Talimatlar ve koşullar – Bangladeş'e sığınan Arakanlı Müslümanlarla ilgili aşağıdaki haber metnini kaldığı yerden sürdürür müsün?

Kaynak metin –

== == ==

Arakanlı Müslümanlar Ölüm Kalım Savaşı Veriyor

Bangladeş’e sığınan Arakanlıların çoğunluğunu oluşturan kadın ve çocukları bu ülkede de zorlu bir hayat bekliyor.

Arakan’daki hayatlarını arkalarında bırakarak yanlarına alabildikleri sınırlı sayıda eşyayla yola çıkan Müslümanlar, dağlık bölgelerde günlerce yürüyor, kara ya da nehir sınırından geçerek Bangladeş'e ulaşıyor.

Uluslararası Göç Örgütü (IOM) Sözcüsü Joel Millman, cuma günü yaptığı açıklamada, 25 Ağustos’tan bu yana Bangladeş'e gitmeyi başaran Arakanlı Müslümanların sayısının 536 bine ulaştığını belirtti.

== == ==

Kayıtlar –
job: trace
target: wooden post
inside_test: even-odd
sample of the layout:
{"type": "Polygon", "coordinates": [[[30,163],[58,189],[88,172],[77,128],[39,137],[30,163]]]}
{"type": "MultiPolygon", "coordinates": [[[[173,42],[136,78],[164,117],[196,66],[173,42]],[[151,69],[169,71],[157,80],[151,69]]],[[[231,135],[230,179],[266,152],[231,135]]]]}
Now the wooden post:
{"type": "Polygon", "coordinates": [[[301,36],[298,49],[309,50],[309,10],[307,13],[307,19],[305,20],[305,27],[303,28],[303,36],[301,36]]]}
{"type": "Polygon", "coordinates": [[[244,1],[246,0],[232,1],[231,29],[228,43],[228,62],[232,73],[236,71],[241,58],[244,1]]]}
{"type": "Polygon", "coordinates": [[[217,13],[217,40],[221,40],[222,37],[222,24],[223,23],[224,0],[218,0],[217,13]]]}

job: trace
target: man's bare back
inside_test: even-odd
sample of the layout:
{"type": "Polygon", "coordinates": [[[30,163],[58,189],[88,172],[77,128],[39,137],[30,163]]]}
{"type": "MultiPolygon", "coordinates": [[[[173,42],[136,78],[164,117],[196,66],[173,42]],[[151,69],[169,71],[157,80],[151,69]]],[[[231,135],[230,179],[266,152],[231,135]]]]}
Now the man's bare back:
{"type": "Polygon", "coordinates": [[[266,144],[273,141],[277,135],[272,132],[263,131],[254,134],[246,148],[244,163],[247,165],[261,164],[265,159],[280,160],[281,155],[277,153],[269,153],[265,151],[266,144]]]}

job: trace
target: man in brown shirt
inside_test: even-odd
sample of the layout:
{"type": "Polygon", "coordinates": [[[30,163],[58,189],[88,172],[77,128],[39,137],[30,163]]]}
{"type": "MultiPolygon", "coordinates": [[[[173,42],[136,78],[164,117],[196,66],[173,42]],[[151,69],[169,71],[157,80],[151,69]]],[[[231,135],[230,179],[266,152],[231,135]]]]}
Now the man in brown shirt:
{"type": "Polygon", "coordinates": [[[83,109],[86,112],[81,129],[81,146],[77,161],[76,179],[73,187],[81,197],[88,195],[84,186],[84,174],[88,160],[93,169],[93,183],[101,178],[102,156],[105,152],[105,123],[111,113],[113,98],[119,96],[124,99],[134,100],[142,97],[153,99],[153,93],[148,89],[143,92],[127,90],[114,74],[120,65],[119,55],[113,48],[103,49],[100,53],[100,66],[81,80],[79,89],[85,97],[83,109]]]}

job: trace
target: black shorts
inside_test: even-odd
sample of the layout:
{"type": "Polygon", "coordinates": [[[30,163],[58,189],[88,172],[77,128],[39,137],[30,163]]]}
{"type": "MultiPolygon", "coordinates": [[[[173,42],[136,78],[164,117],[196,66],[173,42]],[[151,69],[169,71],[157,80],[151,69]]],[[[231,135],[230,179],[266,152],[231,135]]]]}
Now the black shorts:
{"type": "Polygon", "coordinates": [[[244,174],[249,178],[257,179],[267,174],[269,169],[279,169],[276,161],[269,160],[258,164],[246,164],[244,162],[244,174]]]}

== == ==

Yanıt –
ÇOĞUNLUĞU KADIN VE ÇOCUKLAR OLUŞTURUYOR

Yerel kaynaklar ve bölgede faaliyet gösteren sivil toplum kuruluşları, Bangladeş’e geçen Arakanlı Müslümanların yüzde 60’ından fazlasının kadın ve çocuk olduğunu vurguladı.

Bangladeş’teki kamplarda hijyenin olmaması, gıda, temiz su ve barınma imkanlarının yetersizliği, özellikle hamileler başta olmak üzere kadınların ve çocukların sağlığı için ciddi tehlike arz ediyor.

SAĞLIK SORUNLARIYLA KARŞI KARŞIYALAR

Nemli hava ve pis su, ishal ve kolera başta olmak üzere salgın hastalıklara davetiye çıkarıyor. Bangladeş'teki sağlık yetkilileri, ülkeye geçen Arakanlı Müslüman arasında bulunan 42 bin 541 çocuğun ciddi sağlık sorunlarıyla karşı karşıya olduğu uyarısında bulunuyor.

Bangladeşli yetkililer, 18 bin 523 hamile Arakanlı Müslüman kadının sağlığının da hijyen ve yeterli gıda bulunmaması nedeniyle tehlike altında olduğunu belirtiyor.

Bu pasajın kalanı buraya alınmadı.